━━━━━ Document
Photoelectrochemical water splitting[edit]

Using electricity produced by photovoltaic systems potentially offers the cleanest way to produce hydrogen, other than nuclear, wind, geothermal, and hydroelectric. Again, water is broken down into hydrogen and oxygen by electrolysis, but the electrical energy is obtained by a photoelectrochemical cell (PEC) process. The system is also named artificial photosynthesis.[8][9][10][11]

Catalysis and proton-relay membranes are often the focus on development.[12]

Photocatalytic water splitting[edit]

The conversion of solar energy into hydrogen by means of water splitting process might be more efficient if it is assisted by photocatalysts suspended in water rather than a photovoltaic or an electrolytic system, so that the reaction takes place in one step.[13][14]


Energetic nuclear radiation can break the chemical bonds of a water molecule. In the Mponeng gold mine, South Africa, researchers found in a naturally high radiation zone a community dominated by a new phylotype of Desulfotomaculum, feeding on primarily radiolytically produced H2.[15]

Thermal decomposition of water[edit]

In thermolysis, water molecules split into hydrogen and oxygen. For example, at 2,200 °C (2,470 K; 3,990 °F) about three percent of all H2O are dissociated into various combinations of hydrogen and oxygen atoms, mostly H, H2, O, O2, and OH. Other reaction products like H2O2 or HO2 remain minor. At the very high temperature of 3,000 °C (3,270 K; 5,430 °F) more than half of the water molecules are decomposed. At ambient temperatures only one molecule in 100 trillion dissociates by the effect of heat.[16] The high temperatures and material constraints have limited the applications of this approach.
━━━━━━━━━━
━━━━━ Record list
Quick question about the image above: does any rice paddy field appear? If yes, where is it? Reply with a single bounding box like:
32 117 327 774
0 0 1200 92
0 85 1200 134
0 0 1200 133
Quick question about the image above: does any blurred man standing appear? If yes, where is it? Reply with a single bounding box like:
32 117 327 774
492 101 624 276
━━━━━━━━━━
Task list
[1] According to the water splitting text, why might photocatalysts suspended in water turn solar energy into hydrogen more efficiently than a photovoltaic or electrolytic system?
[2] In the water splitting text, rename "thermolysis" to "thermal splitting" and write out everything from "In thermolysis, water" down to "of this approach.".

Task solutions
[1] With photocatalysts suspended in water, the reaction takes place in one step. The text gives this as the reason the process might be more efficient.

[2]
In thermal splitting, water molecules split into hydrogen and oxygen. For example, at 2,200 °C (2,470 K; 3,990 °F) about three percent of all H2O are dissociated into various combinations of hydrogen and oxygen atoms, mostly H, H2, O, O2, and OH. Other reaction products like H2O2 or HO2 remain minor. At the very high temperature of 3,000 °C (3,270 K; 5,430 °F) more than half of the water molecules are decomposed. At ambient temperatures only one molecule in 100 trillion dissociates by the effect of heat.[16] The high temperatures and material constraints have limited the applications of this approach.